Information provided:

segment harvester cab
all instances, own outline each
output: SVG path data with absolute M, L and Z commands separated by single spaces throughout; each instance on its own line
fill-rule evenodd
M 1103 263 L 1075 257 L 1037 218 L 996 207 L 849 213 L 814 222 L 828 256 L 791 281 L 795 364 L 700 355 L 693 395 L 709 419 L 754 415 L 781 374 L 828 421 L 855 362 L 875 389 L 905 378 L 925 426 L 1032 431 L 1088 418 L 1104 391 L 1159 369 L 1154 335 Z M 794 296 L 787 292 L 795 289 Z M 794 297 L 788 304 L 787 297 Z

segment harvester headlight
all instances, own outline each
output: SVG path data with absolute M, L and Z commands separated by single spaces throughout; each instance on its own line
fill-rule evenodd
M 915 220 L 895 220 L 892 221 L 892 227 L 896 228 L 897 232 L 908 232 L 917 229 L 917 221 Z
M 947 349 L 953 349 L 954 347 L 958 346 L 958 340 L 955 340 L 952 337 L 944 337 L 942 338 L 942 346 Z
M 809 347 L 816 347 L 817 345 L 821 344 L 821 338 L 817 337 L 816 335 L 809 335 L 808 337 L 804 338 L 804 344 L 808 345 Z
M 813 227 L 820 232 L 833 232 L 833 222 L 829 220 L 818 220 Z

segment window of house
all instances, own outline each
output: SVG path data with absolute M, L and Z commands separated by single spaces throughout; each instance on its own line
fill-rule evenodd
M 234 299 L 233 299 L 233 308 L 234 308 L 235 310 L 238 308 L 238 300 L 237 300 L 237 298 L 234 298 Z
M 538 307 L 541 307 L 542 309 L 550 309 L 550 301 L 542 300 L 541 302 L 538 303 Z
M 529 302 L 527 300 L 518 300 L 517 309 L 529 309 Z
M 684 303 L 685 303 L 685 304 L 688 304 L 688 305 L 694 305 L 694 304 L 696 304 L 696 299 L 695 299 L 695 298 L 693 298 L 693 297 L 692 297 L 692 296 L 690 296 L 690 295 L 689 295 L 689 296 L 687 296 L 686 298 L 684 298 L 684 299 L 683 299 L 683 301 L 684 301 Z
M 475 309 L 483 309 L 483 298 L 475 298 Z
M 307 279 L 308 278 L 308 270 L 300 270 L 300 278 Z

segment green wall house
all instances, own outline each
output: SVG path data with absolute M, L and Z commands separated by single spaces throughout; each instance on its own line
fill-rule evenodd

Aim of the exercise: Please copy out each line of the material that contains the string "harvester".

Answer for the task:
segment harvester cab
segment harvester headlight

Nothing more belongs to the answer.